### What is asked
Reproduce only the lines from the one holding "pixel 739 51." through the one holding "pixel 475 906", inclusive, renaming "keypoint" to "marker" and leaving everything else unchanged.

### Data for this task
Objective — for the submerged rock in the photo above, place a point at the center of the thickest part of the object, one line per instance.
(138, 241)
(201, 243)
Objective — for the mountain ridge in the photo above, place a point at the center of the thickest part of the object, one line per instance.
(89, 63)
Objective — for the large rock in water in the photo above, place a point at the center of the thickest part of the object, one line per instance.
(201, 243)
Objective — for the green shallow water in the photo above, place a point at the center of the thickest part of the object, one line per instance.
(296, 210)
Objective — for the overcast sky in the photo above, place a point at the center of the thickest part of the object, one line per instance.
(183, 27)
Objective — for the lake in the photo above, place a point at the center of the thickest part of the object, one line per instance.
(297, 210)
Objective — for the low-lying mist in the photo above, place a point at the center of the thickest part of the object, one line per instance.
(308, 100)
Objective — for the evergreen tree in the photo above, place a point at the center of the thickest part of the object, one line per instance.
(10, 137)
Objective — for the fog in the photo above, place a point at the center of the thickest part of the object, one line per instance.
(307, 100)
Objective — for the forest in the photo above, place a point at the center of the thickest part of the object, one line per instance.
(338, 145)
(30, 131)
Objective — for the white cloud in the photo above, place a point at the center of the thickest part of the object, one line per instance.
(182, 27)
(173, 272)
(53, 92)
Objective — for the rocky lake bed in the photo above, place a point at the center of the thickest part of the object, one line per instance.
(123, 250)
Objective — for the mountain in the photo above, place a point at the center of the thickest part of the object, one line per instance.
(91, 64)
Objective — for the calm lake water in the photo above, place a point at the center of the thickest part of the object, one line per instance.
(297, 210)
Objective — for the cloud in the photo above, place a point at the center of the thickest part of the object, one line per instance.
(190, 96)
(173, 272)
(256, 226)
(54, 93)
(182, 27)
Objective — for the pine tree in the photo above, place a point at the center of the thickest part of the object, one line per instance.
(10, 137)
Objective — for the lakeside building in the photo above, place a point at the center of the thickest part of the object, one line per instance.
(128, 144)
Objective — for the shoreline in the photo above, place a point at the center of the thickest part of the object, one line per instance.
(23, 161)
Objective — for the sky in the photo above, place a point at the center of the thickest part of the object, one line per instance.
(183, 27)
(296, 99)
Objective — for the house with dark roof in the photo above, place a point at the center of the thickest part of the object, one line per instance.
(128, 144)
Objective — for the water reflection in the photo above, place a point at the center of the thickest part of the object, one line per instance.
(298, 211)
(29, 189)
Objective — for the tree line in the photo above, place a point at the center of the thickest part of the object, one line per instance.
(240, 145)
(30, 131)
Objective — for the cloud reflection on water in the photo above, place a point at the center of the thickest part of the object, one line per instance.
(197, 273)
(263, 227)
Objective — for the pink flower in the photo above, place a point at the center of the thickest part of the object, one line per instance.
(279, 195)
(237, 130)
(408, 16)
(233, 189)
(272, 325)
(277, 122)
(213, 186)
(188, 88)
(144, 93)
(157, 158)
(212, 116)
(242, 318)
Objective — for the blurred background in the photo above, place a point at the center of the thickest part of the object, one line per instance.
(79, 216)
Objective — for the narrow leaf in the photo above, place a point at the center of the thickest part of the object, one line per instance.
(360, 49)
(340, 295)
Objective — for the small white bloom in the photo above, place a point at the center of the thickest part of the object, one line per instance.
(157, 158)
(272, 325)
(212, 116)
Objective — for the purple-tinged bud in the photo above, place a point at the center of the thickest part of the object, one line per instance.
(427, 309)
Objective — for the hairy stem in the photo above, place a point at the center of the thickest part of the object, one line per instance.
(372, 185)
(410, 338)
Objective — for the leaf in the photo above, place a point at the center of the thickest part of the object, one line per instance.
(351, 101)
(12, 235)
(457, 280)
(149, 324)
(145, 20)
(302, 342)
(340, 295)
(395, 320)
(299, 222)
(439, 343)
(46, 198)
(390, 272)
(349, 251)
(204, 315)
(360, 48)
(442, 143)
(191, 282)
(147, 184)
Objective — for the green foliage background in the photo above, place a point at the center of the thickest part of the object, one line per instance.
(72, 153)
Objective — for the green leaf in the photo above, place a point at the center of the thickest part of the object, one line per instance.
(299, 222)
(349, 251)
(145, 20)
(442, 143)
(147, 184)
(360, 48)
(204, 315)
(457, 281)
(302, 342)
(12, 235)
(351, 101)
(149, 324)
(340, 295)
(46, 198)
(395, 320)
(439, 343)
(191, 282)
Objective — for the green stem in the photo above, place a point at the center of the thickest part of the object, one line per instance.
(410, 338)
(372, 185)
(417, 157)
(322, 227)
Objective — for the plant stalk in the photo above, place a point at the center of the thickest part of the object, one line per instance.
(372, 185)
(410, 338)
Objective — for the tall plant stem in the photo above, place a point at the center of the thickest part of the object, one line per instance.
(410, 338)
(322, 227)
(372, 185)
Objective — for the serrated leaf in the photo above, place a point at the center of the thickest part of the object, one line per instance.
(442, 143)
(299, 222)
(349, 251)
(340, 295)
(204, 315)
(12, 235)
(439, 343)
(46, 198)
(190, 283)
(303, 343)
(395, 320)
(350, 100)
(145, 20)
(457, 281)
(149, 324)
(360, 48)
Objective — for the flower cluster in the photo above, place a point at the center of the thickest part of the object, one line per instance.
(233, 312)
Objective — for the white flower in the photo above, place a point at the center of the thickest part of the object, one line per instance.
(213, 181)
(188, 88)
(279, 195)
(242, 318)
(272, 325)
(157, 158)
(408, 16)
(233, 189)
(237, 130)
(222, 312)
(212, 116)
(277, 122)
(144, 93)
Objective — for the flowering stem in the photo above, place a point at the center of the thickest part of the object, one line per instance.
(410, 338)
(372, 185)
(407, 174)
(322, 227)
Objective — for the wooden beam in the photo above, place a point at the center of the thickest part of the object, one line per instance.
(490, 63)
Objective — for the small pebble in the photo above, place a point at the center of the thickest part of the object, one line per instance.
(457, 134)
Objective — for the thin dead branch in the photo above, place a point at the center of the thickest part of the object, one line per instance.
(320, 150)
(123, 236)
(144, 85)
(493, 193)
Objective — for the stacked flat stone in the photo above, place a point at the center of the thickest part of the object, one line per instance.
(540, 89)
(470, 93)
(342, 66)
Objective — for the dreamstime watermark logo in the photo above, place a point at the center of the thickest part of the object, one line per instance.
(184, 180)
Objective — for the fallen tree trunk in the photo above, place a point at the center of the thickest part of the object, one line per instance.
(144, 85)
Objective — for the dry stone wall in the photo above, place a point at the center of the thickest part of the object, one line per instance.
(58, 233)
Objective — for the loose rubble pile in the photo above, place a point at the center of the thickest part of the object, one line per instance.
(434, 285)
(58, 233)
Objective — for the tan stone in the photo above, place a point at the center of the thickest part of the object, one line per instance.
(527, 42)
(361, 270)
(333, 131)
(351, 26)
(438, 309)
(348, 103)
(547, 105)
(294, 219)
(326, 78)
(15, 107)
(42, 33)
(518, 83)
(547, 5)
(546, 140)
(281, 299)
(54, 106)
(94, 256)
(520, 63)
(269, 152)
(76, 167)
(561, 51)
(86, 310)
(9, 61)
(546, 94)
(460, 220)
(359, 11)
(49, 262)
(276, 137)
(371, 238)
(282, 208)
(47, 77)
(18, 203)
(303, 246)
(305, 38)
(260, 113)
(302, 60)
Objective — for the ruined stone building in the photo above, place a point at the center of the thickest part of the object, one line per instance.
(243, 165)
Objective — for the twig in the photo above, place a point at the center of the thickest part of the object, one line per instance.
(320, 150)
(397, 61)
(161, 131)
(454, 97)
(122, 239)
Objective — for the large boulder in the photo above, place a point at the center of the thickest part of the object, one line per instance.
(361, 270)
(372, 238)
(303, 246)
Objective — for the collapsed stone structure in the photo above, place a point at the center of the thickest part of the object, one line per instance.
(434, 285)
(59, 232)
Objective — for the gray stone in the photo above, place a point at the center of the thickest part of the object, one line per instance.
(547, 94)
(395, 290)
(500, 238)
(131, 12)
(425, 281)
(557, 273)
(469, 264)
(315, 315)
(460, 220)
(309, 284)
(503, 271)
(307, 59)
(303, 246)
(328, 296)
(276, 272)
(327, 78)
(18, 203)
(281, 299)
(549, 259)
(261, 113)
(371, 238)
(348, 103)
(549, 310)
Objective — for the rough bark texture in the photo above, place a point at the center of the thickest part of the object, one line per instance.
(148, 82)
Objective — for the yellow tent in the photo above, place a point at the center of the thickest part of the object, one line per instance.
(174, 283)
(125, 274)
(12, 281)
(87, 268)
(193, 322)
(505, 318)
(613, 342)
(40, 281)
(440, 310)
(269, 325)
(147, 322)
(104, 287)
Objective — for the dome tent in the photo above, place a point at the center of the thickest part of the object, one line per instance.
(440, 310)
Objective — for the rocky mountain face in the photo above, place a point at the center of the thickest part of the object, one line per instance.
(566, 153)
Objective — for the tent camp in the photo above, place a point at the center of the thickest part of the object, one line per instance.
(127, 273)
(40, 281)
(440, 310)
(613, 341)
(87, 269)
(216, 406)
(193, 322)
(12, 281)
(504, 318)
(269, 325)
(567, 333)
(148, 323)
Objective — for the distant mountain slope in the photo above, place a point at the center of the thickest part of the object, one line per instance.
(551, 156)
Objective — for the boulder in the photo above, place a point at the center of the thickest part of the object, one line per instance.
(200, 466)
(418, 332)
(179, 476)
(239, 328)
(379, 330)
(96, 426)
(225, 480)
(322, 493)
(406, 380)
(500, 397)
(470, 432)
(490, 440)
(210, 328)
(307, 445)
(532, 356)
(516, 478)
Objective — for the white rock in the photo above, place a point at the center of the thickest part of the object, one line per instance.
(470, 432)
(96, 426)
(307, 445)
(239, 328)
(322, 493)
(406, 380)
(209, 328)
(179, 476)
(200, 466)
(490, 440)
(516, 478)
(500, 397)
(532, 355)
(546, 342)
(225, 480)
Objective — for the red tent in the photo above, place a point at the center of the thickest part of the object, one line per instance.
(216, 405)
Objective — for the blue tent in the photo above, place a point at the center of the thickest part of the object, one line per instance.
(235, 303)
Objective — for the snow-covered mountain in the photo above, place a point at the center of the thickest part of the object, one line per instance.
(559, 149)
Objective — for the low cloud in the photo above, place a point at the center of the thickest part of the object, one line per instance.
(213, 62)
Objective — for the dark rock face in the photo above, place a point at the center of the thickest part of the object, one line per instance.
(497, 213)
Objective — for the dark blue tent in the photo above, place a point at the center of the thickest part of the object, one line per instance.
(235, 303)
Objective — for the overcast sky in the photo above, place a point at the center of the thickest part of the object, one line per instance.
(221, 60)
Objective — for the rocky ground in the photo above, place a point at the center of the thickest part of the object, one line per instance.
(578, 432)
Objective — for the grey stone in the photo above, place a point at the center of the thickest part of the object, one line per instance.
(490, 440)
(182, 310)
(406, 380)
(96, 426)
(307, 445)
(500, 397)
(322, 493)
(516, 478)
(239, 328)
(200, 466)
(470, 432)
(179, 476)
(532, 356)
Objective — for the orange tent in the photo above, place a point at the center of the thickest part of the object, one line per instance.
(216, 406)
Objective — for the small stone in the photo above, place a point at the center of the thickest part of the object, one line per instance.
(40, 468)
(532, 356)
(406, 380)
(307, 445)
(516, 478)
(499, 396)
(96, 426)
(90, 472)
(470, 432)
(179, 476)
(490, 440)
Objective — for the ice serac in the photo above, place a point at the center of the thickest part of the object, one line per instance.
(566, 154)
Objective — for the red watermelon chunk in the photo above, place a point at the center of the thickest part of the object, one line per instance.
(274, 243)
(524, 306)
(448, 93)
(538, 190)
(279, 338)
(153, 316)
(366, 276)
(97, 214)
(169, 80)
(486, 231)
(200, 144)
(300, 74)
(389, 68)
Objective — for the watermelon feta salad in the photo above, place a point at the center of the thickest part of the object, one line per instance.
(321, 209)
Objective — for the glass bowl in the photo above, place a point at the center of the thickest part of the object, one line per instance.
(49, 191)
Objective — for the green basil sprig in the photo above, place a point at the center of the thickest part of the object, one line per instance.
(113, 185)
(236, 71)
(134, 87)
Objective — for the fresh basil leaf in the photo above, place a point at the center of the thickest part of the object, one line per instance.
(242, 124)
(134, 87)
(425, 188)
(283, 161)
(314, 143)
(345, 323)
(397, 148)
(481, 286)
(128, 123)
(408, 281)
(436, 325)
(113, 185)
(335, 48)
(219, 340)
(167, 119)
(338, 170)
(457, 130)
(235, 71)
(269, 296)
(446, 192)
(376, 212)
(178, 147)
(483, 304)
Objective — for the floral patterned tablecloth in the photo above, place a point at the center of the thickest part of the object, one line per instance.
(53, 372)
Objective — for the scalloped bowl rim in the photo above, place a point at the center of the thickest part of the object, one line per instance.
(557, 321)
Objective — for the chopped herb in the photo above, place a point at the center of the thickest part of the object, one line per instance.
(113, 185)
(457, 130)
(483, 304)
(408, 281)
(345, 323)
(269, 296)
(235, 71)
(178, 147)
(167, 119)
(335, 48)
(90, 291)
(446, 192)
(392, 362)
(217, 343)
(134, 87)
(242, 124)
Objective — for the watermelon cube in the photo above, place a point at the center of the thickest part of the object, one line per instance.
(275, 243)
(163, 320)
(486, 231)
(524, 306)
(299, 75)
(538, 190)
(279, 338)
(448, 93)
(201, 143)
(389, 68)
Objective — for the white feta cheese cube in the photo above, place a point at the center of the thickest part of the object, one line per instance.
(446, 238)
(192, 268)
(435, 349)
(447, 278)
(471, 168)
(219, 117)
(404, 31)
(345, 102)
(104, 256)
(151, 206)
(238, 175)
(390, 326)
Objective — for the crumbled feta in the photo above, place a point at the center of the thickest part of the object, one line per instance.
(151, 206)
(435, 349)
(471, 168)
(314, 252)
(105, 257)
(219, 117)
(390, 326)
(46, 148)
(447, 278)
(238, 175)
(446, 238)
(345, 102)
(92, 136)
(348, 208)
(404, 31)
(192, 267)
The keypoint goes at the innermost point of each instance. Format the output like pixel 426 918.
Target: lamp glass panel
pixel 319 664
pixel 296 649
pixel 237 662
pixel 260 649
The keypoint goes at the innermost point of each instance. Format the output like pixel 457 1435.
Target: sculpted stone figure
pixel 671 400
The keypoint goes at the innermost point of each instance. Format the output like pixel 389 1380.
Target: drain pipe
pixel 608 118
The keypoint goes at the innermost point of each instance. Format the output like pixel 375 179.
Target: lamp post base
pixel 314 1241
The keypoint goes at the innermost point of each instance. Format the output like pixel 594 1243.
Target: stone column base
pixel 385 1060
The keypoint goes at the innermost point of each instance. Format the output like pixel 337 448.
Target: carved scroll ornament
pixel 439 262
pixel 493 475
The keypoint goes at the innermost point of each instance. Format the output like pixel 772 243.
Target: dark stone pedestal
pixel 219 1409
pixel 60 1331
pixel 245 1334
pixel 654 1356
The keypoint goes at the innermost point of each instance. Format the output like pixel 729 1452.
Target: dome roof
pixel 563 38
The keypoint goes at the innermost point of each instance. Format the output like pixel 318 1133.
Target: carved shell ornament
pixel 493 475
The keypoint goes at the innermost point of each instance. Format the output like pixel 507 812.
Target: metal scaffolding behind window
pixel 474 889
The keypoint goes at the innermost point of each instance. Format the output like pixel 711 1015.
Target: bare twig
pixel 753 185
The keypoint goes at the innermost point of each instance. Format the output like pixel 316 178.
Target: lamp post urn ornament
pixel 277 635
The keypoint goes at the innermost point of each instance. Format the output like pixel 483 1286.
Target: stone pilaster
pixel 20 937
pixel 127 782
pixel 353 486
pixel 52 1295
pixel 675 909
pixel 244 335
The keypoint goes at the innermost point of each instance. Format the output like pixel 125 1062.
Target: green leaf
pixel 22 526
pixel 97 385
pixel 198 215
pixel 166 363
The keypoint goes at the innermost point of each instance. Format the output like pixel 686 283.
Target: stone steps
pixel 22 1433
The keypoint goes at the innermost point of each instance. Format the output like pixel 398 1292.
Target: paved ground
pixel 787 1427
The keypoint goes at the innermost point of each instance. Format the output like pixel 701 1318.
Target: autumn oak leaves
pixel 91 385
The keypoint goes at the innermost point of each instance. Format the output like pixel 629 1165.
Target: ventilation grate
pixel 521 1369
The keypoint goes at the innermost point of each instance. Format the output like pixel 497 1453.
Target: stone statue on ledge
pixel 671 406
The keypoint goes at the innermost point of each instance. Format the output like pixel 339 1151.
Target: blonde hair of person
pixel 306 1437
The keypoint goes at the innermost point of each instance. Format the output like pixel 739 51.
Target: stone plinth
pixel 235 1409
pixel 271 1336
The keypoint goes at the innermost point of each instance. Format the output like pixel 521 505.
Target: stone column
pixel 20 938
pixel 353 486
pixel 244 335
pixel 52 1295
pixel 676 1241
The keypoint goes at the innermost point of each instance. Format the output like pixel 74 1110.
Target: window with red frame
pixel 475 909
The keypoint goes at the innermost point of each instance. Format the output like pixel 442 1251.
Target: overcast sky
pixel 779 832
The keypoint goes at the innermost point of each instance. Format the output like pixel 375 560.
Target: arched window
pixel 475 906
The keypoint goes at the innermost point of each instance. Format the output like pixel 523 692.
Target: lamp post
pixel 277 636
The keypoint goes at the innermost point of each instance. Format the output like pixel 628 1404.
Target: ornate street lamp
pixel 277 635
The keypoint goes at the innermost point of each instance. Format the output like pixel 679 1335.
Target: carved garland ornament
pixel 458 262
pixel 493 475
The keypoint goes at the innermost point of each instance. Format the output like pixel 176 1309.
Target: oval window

### Expected answer
The marker goes at the innermost point of each instance. Format the output like pixel 739 51.
Target: stone plinth
pixel 235 1409
pixel 271 1336
The marker goes at the innermost point of each instance. Format the output like pixel 521 505.
Target: stone column
pixel 20 938
pixel 353 486
pixel 244 335
pixel 52 1295
pixel 676 1241
The marker goes at the innermost point of each instance. Format the output like pixel 74 1110.
Target: window with red frame
pixel 475 909
The marker goes at the innermost point of each instance. Format the output like pixel 442 1251.
Target: overcast sky
pixel 779 832
The marker goes at the innermost point of each instance. Format the output like pixel 375 560.
Target: arched window
pixel 475 906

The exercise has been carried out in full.